**SOURCE MATERIAL**
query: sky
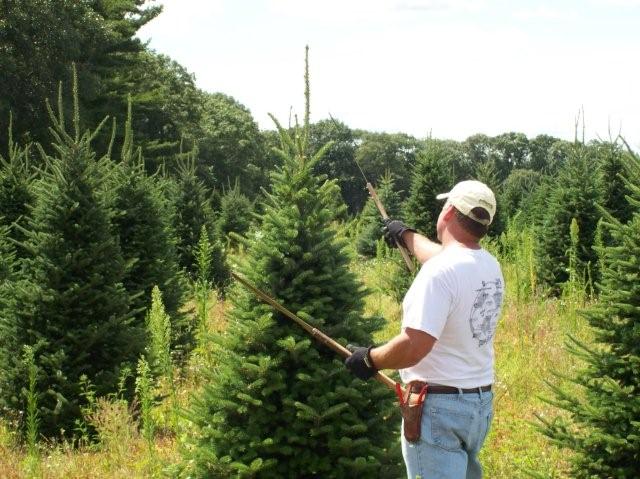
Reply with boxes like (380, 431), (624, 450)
(137, 0), (640, 147)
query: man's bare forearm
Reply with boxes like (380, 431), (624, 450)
(402, 231), (442, 264)
(369, 328), (436, 370)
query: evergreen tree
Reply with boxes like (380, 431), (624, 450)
(474, 156), (506, 236)
(594, 140), (631, 225)
(106, 104), (186, 326)
(535, 143), (602, 293)
(356, 171), (402, 257)
(0, 117), (35, 249)
(0, 224), (14, 283)
(499, 168), (543, 223)
(403, 139), (454, 238)
(0, 224), (17, 377)
(521, 175), (554, 228)
(0, 87), (141, 437)
(216, 180), (255, 247)
(172, 154), (228, 288)
(0, 225), (20, 437)
(537, 150), (640, 477)
(181, 49), (402, 478)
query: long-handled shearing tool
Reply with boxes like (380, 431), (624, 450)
(231, 272), (399, 392)
(353, 160), (416, 273)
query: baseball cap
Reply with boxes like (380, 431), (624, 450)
(436, 180), (496, 226)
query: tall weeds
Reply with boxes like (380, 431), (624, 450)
(146, 286), (173, 381)
(492, 214), (537, 303)
(145, 286), (175, 431)
(194, 225), (214, 339)
(22, 346), (39, 459)
(135, 357), (155, 453)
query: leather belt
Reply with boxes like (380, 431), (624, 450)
(409, 382), (492, 395)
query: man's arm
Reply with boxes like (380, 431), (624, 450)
(402, 231), (443, 265)
(369, 327), (436, 370)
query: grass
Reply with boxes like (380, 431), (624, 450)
(0, 257), (586, 478)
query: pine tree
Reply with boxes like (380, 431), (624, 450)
(474, 156), (505, 236)
(594, 140), (631, 225)
(403, 139), (454, 238)
(535, 143), (602, 293)
(499, 168), (543, 223)
(0, 223), (14, 283)
(356, 171), (401, 257)
(0, 82), (142, 437)
(216, 179), (254, 247)
(105, 102), (186, 329)
(172, 154), (228, 288)
(536, 150), (640, 477)
(181, 48), (402, 478)
(0, 115), (35, 249)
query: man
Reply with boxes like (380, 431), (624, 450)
(345, 180), (504, 479)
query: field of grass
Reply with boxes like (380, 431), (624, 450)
(0, 255), (587, 478)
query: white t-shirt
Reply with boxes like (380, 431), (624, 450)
(399, 245), (504, 388)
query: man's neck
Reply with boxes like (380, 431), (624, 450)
(441, 230), (481, 250)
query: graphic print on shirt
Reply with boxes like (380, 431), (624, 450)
(469, 279), (503, 347)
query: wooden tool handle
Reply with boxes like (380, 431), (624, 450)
(317, 330), (398, 390)
(367, 183), (416, 273)
(231, 272), (400, 392)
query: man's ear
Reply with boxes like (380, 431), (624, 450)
(442, 203), (456, 221)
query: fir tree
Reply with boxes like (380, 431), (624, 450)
(594, 140), (631, 225)
(216, 179), (254, 247)
(0, 223), (14, 283)
(0, 115), (35, 249)
(181, 48), (402, 478)
(172, 154), (228, 288)
(106, 102), (186, 328)
(535, 143), (602, 293)
(0, 224), (17, 392)
(536, 150), (640, 477)
(473, 156), (505, 235)
(499, 168), (543, 223)
(356, 171), (402, 257)
(403, 139), (454, 238)
(0, 82), (141, 437)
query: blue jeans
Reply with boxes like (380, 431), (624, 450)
(401, 389), (494, 479)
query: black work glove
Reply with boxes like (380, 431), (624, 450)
(382, 218), (416, 249)
(344, 344), (378, 380)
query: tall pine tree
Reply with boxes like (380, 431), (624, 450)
(181, 48), (402, 478)
(537, 149), (640, 477)
(594, 140), (631, 225)
(171, 153), (228, 288)
(0, 116), (35, 250)
(105, 102), (186, 326)
(356, 171), (402, 257)
(403, 139), (454, 238)
(216, 179), (254, 247)
(535, 143), (602, 293)
(0, 83), (142, 437)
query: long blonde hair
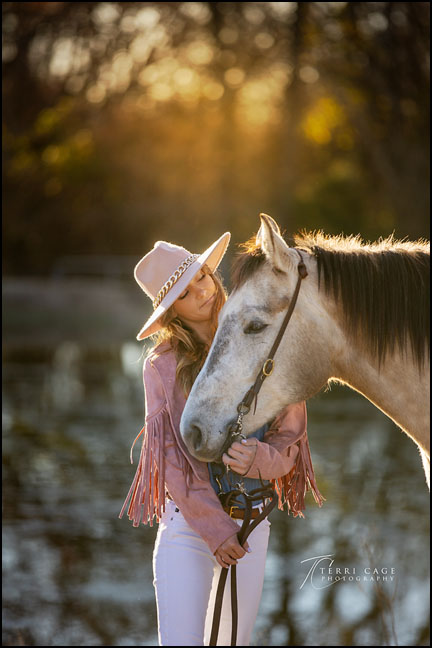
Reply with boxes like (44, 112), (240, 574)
(148, 264), (228, 396)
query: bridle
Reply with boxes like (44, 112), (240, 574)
(223, 248), (308, 450)
(209, 249), (308, 646)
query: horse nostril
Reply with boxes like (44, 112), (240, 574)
(189, 424), (203, 452)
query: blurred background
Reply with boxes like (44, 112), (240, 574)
(2, 2), (430, 646)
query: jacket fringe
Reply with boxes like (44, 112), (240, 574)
(271, 434), (326, 518)
(118, 407), (196, 527)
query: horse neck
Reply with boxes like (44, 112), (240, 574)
(331, 332), (430, 455)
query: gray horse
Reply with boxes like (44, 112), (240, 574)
(180, 214), (430, 489)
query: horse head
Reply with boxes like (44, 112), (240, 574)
(180, 214), (335, 462)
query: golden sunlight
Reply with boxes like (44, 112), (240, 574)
(301, 96), (346, 145)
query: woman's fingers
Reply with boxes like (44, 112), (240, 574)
(222, 453), (252, 476)
(226, 537), (247, 558)
(216, 549), (237, 566)
(222, 453), (242, 467)
(222, 452), (243, 469)
(228, 443), (254, 459)
(219, 546), (243, 564)
(223, 450), (242, 465)
(216, 555), (232, 569)
(222, 446), (250, 462)
(223, 441), (256, 468)
(214, 533), (252, 568)
(215, 546), (250, 568)
(228, 445), (244, 457)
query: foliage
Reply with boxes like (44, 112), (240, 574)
(2, 2), (430, 275)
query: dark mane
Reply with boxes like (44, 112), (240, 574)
(231, 230), (430, 372)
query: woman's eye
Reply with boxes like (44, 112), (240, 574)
(244, 321), (268, 335)
(179, 273), (204, 300)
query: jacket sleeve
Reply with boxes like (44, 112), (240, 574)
(242, 402), (305, 480)
(119, 355), (240, 555)
(243, 401), (325, 517)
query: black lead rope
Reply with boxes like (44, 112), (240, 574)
(209, 480), (278, 646)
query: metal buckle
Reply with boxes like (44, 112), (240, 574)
(237, 402), (250, 416)
(262, 358), (274, 376)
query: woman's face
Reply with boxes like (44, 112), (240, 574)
(172, 268), (217, 324)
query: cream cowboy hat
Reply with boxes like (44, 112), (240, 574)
(134, 232), (231, 340)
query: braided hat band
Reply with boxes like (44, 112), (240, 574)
(134, 232), (230, 340)
(152, 254), (199, 310)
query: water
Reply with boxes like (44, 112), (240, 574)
(2, 339), (430, 646)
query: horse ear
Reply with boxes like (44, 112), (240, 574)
(257, 213), (281, 236)
(256, 213), (290, 272)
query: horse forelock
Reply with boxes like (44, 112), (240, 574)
(231, 235), (267, 293)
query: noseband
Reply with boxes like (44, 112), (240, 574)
(225, 248), (308, 448)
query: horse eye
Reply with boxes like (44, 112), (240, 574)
(244, 321), (268, 335)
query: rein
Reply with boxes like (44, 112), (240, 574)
(209, 249), (308, 646)
(209, 481), (278, 646)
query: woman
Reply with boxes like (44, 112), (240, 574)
(119, 233), (324, 646)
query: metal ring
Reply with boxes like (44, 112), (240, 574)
(237, 402), (250, 415)
(262, 358), (274, 376)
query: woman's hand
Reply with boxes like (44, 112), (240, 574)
(214, 533), (251, 569)
(222, 439), (257, 475)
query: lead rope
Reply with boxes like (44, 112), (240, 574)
(208, 379), (284, 646)
(209, 410), (276, 646)
(209, 478), (278, 646)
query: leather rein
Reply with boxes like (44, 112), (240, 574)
(209, 249), (308, 646)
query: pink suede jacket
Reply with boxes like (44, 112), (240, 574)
(119, 343), (325, 554)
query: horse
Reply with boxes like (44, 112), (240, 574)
(180, 213), (430, 490)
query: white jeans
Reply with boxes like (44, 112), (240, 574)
(152, 498), (270, 646)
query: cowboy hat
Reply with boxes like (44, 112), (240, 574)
(134, 232), (231, 340)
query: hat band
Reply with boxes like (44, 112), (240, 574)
(153, 254), (200, 310)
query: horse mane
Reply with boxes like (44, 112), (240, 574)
(231, 230), (430, 372)
(231, 236), (267, 291)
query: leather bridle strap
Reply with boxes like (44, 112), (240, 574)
(210, 249), (308, 645)
(234, 249), (308, 423)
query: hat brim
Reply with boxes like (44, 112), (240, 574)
(136, 231), (231, 340)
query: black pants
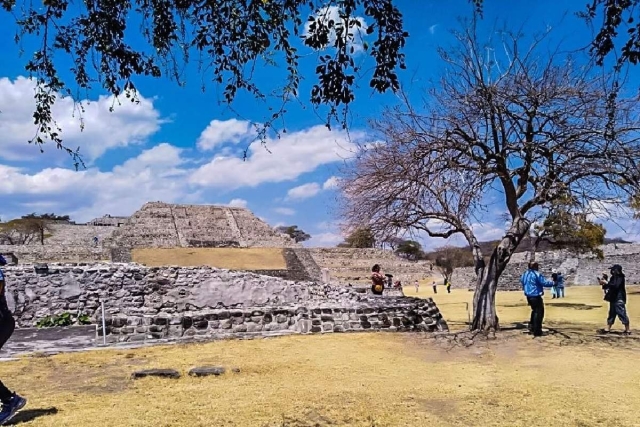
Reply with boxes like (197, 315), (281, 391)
(0, 316), (15, 402)
(607, 299), (630, 326)
(527, 296), (544, 336)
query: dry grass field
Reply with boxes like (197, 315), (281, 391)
(131, 248), (287, 270)
(1, 286), (639, 427)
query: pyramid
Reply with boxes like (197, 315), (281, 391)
(106, 202), (297, 248)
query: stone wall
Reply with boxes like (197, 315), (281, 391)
(0, 244), (109, 264)
(309, 248), (434, 285)
(2, 263), (448, 342)
(451, 243), (640, 290)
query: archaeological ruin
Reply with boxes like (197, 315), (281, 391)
(2, 200), (638, 345)
(451, 243), (640, 290)
(3, 263), (448, 343)
(0, 202), (450, 343)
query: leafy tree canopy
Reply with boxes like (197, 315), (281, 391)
(532, 197), (606, 259)
(394, 239), (423, 260)
(276, 225), (311, 243)
(0, 0), (407, 163)
(338, 227), (375, 248)
(22, 213), (71, 221)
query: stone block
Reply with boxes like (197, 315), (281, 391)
(208, 320), (220, 329)
(246, 323), (263, 333)
(188, 366), (225, 377)
(132, 369), (180, 380)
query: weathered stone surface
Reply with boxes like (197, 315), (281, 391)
(188, 366), (226, 377)
(131, 369), (181, 379)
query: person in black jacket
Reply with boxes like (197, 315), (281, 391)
(0, 255), (27, 425)
(601, 264), (630, 335)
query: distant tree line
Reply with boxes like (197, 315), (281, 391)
(0, 213), (71, 245)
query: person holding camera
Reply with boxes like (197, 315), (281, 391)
(600, 264), (630, 335)
(521, 262), (554, 337)
(0, 255), (27, 425)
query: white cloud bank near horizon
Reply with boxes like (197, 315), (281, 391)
(0, 76), (360, 225)
(0, 76), (638, 249)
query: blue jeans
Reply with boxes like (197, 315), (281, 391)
(555, 287), (564, 298)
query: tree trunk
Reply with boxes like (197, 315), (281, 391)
(471, 217), (531, 331)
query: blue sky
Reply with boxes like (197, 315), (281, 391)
(0, 0), (638, 248)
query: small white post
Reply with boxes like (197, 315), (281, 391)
(101, 300), (107, 345)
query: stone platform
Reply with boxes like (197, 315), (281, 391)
(1, 263), (448, 347)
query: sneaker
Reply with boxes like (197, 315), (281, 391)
(0, 393), (27, 425)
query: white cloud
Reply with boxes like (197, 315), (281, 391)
(303, 6), (368, 52)
(429, 24), (438, 35)
(273, 207), (296, 216)
(226, 198), (248, 208)
(306, 232), (344, 247)
(0, 143), (196, 221)
(0, 76), (162, 162)
(322, 176), (340, 190)
(287, 183), (321, 200)
(190, 125), (360, 190)
(196, 119), (255, 151)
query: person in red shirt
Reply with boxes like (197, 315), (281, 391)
(371, 264), (385, 295)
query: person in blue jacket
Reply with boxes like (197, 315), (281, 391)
(0, 255), (27, 424)
(551, 269), (565, 298)
(521, 262), (554, 337)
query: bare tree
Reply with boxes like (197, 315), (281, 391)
(340, 23), (640, 331)
(0, 219), (39, 245)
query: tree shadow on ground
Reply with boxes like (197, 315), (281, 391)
(549, 302), (602, 310)
(6, 407), (58, 425)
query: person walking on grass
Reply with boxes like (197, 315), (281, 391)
(551, 270), (565, 298)
(0, 255), (26, 425)
(601, 264), (631, 335)
(432, 281), (437, 294)
(414, 280), (419, 293)
(521, 262), (553, 337)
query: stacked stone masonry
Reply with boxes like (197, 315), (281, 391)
(2, 263), (448, 342)
(451, 243), (640, 290)
(309, 248), (434, 284)
(104, 202), (298, 249)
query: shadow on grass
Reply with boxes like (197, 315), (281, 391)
(549, 302), (602, 310)
(6, 407), (58, 425)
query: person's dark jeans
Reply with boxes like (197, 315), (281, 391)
(607, 299), (629, 326)
(0, 315), (15, 402)
(526, 296), (544, 336)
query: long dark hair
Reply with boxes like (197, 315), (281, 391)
(372, 264), (380, 273)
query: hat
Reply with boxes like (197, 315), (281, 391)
(610, 264), (623, 273)
(551, 268), (557, 274)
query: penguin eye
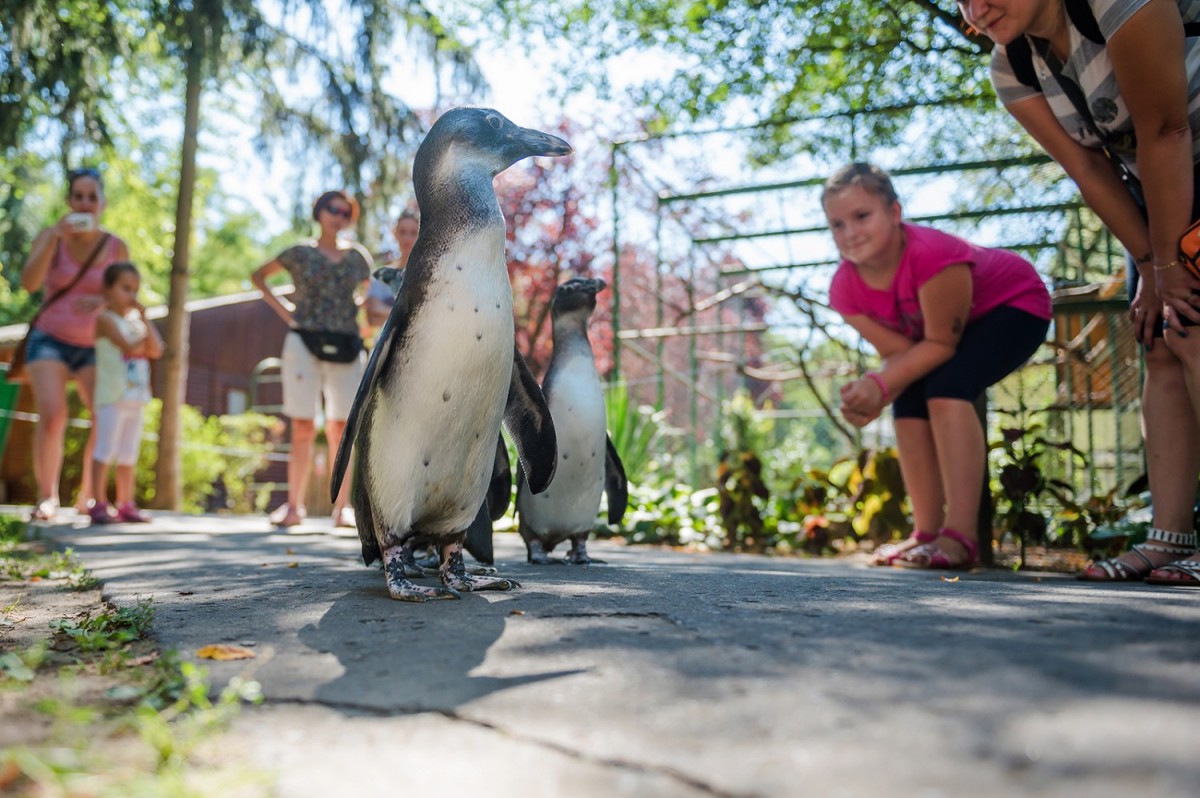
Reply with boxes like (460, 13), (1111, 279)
(486, 115), (504, 131)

**EXERCISE INSTRUCTIONS**
Note how many lines in the listing above hold the string "tree", then give only that figure.

**EXPECTED ANSWER**
9